▸ **To-do list**
1. Reproduce the passage from the Laurent Marcangeli article below, from "Laurent Marcangeli (born" up to and including "Ensemble Citoyens coalition.", word for word.
2. Gather every line of the rows below that contains the string "dried", and copy each one unchanged.

▸ **Extract**
Laurent Marcangeli (born 10 December 1980) is a French politician. He was mayor of Ajaccio, the capital of Corsica, in 2014 and since 2015 to present. He was a deputy in the National Assembly from 2012 to 2017 and again from 2022, representing Corse-du-Sud's 1st constituency. He was a member of the nationwide right-wing parties Rally for the Republic, Union for a Popular Movement and The Republicans before starting his own party "Ajaccio !" in 2018. In 2022, he stood for the party Horizons, part of President Emmanuel Macron's Ensemble Citoyens coalition.

Biography
Marcangeli was born in Ajaccio, Corsica. He is a distant cousin of Marc Marcangeli, who was mayor from 1994 to 2000. His mother was a Corsican nationalist trade unionist for postal workers, and his father worked for the nationalist Edmond Simeoni. In contrast to his parents and his classmates at University of Corsica Pasquale Paoli, he joined the French right-wing party Rally for the Republic at 17. He studied Public Law and History and wrote a master's degree thesis on Charles de Gaulle's relations with Corsica.

Marcangeli was voted onto Ajaccio's city council in 2007 and the departmental council of Corse-du-Sud in 2011. In June 2012, he became Corsica's youngest member of the National Assembly, winning an election against Ajaccio's Socialist mayor Simon Renucci to represent Corse-du-Sud's 1st constituency. In March 2014, he was elected mayor of Ajaccio, beating Renucci by 47% to 46%.

▸ **Data provided**
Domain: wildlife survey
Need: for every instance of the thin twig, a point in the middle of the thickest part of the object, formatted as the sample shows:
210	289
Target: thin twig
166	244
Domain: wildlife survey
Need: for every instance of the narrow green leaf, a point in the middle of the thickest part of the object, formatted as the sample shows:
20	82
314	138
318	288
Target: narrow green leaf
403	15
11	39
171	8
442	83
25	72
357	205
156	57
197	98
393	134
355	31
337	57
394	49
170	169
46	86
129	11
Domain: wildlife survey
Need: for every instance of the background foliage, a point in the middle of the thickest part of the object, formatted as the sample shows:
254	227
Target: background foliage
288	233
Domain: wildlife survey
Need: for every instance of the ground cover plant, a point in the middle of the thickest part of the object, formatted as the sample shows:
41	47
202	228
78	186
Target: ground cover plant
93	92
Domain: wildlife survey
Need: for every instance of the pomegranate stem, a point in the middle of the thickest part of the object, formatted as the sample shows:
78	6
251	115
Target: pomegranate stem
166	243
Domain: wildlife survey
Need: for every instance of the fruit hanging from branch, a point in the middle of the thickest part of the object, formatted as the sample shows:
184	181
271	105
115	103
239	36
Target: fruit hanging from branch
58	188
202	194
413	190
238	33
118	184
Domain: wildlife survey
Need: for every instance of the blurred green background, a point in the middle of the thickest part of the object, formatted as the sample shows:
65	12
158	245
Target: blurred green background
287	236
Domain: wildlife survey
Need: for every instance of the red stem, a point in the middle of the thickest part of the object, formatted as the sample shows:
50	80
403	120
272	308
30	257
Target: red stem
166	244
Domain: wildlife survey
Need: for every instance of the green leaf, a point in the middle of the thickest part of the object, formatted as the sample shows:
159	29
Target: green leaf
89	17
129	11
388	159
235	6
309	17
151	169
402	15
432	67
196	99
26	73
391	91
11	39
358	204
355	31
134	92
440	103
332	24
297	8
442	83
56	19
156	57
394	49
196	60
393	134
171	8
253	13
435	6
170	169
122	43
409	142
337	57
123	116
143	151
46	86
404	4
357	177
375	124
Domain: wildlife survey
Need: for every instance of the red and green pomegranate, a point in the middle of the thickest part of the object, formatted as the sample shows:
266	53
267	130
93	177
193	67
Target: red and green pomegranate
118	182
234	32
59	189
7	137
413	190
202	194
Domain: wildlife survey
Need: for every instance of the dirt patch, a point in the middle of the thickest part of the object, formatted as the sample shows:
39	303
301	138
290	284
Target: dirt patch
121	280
---
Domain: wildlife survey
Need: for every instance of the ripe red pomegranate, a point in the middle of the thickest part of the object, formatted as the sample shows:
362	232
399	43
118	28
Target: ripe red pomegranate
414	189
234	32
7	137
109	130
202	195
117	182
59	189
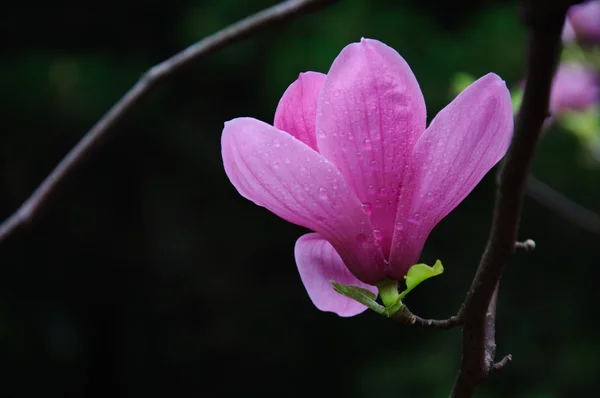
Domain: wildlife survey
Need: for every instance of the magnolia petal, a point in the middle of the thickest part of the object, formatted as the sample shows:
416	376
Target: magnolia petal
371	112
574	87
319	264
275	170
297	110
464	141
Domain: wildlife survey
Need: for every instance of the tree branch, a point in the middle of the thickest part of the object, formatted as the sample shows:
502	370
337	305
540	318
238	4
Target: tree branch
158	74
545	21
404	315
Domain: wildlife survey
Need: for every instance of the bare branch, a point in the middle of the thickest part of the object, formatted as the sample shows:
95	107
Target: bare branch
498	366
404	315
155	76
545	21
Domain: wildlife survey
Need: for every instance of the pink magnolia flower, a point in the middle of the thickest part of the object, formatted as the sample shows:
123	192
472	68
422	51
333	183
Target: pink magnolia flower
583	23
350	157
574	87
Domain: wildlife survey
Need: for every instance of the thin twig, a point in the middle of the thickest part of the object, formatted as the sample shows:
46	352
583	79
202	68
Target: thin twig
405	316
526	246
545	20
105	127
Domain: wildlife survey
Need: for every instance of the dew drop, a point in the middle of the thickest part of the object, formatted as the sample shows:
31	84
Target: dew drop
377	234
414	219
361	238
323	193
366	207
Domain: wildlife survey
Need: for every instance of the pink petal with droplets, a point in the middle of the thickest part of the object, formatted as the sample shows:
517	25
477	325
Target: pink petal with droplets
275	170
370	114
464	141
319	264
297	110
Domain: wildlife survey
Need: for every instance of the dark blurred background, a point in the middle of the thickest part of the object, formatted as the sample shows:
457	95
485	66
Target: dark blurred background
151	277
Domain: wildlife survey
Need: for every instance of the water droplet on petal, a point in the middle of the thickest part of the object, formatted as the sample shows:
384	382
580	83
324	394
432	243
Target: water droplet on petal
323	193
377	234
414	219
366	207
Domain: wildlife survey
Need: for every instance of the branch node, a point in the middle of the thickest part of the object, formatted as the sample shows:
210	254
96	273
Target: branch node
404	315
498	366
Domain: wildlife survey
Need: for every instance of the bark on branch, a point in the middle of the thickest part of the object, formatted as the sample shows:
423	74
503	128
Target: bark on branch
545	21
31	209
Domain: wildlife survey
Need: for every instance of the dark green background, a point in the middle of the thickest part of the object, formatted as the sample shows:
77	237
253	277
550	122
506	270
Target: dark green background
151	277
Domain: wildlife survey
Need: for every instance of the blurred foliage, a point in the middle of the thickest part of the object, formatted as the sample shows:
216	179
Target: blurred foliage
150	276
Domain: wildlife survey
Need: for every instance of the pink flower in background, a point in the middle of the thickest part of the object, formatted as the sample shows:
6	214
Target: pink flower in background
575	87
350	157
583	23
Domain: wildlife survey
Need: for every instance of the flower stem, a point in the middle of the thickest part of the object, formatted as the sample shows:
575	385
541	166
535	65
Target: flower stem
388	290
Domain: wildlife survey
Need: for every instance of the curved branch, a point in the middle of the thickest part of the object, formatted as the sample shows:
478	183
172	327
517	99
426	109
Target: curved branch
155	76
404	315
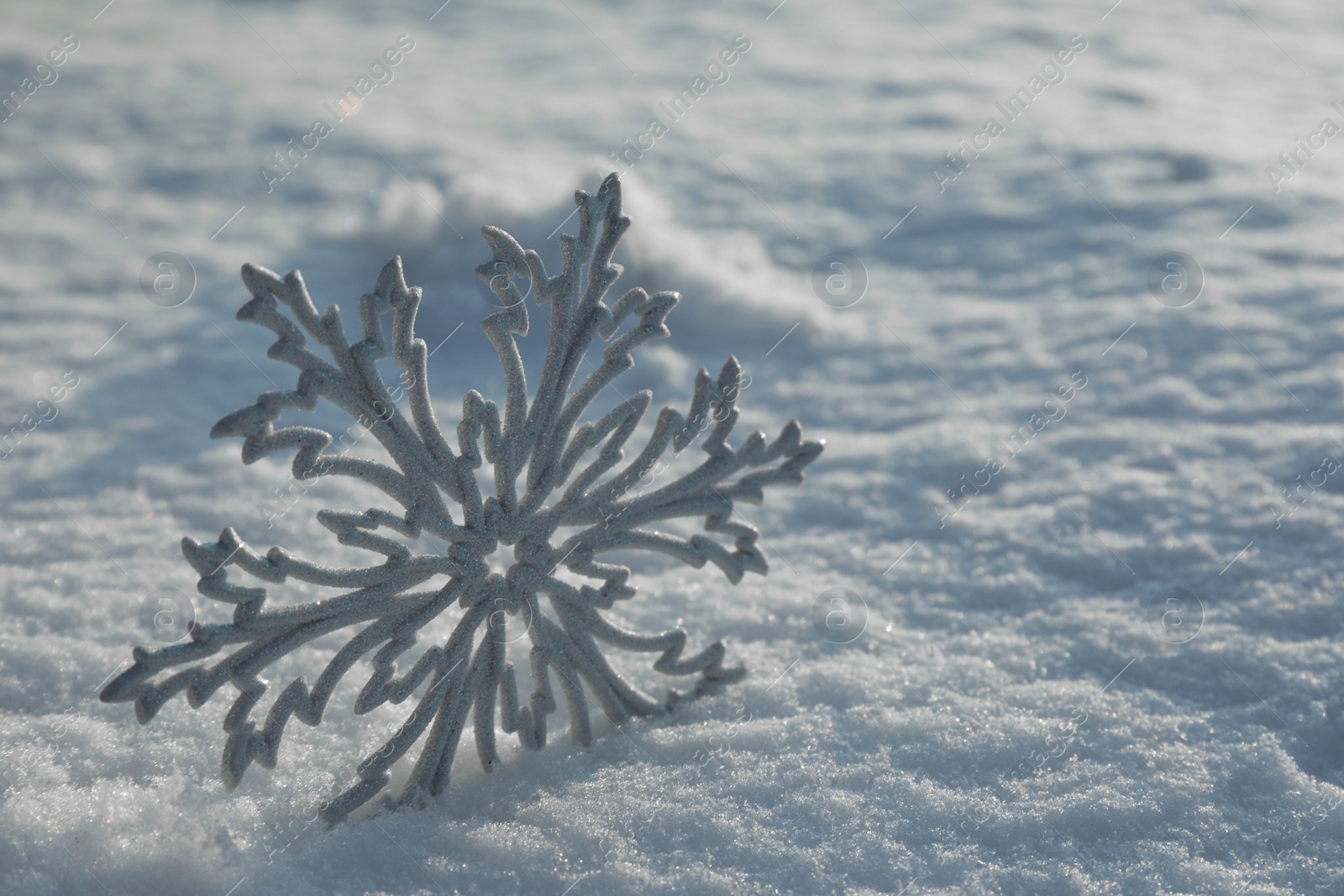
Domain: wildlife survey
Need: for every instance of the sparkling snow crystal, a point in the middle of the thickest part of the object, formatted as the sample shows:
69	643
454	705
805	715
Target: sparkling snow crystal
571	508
* * *
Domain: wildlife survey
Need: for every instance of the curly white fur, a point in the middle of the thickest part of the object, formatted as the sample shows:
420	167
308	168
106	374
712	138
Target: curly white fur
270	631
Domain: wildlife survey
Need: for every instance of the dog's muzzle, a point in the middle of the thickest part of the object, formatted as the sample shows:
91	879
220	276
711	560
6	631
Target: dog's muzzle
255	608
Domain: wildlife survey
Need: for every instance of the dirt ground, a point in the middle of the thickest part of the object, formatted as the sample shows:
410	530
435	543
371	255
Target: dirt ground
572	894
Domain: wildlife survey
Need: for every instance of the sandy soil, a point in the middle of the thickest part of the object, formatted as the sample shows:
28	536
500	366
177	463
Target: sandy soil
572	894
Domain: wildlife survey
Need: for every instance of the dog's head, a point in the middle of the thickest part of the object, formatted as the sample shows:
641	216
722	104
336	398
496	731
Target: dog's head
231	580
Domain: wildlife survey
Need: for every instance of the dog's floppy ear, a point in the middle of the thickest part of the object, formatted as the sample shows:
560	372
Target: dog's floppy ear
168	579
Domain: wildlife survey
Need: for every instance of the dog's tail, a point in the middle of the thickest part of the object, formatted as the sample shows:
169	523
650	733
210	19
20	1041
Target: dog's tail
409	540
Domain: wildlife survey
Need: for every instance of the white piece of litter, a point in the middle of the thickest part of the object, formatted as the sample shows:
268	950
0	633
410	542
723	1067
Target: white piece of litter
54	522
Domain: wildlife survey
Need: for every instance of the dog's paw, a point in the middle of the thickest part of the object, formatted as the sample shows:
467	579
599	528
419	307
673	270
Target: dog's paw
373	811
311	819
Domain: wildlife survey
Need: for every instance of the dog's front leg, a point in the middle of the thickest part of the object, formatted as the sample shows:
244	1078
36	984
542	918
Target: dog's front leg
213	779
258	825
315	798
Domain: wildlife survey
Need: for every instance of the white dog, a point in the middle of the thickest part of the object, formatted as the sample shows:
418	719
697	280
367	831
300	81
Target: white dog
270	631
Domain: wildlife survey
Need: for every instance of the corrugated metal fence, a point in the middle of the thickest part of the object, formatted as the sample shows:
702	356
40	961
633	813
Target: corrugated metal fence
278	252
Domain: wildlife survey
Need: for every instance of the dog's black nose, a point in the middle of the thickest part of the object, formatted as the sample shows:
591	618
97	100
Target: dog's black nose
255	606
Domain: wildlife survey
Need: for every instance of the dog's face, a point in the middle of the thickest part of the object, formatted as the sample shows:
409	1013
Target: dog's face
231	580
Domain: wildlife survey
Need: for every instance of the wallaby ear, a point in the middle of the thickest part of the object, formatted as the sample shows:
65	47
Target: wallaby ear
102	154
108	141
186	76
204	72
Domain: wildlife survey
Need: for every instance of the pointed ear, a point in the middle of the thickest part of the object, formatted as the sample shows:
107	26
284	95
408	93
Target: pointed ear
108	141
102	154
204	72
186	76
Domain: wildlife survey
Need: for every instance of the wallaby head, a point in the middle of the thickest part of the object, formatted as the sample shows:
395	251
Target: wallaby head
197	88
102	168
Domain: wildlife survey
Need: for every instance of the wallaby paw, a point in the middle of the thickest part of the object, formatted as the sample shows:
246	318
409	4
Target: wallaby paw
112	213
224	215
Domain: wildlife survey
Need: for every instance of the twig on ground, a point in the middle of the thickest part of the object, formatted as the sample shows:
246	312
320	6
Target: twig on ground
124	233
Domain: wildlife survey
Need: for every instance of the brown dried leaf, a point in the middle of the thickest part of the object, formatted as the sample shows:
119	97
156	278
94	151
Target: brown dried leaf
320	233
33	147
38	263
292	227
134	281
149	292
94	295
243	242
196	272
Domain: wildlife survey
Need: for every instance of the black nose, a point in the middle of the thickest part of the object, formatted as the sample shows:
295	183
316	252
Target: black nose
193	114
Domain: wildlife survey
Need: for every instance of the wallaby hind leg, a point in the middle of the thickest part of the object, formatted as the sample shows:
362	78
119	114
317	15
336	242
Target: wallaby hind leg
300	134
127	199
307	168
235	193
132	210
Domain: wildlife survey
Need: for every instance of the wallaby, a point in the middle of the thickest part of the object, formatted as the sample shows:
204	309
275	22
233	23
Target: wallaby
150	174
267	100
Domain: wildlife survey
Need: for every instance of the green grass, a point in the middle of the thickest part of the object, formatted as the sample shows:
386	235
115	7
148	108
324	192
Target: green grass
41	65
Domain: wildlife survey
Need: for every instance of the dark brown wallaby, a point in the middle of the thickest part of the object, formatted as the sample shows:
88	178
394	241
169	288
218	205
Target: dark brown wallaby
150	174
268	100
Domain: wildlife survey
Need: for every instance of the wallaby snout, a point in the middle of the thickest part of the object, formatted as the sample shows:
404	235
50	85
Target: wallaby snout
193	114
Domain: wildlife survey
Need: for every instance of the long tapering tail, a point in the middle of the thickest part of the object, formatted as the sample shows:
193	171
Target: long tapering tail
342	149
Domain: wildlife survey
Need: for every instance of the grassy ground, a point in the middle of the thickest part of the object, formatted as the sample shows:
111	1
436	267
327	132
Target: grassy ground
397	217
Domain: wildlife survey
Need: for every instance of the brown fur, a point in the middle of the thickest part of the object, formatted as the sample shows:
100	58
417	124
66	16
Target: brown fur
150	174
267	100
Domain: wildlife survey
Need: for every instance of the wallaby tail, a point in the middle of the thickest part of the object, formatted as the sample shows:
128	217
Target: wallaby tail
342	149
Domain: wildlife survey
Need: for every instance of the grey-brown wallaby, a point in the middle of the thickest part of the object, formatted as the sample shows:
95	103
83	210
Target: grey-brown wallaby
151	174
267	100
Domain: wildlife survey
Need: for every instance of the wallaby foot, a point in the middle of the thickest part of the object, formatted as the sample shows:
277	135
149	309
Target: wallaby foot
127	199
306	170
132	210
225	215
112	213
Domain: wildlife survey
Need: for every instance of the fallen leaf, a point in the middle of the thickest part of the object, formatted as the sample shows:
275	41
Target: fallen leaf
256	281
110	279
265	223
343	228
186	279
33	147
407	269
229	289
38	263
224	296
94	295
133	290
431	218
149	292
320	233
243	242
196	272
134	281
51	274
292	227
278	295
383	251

▸ **The solutions**
1.
Laurent Marcangeli (born 10 December 1980) is a French politician. He was mayor of Ajaccio, the capital of Corsica, in 2014 and since 2015 to present. He was a deputy in the National Assembly from 2012 to 2017 and again from 2022, representing Corse-du-Sud's 1st constituency. He was a member of the nationwide right-wing parties Rally for the Republic, Union for a Popular Movement and The Republicans before starting his own party "Ajaccio !" in 2018. In 2022, he stood for the party Horizons, part of President Emmanuel Macron's Ensemble Citoyens coalition.

2.
Need: for every instance of the brown dried leaf, a point in the middle of the thickest part of the object, formatted as the sample shows:
Target: brown dried leaf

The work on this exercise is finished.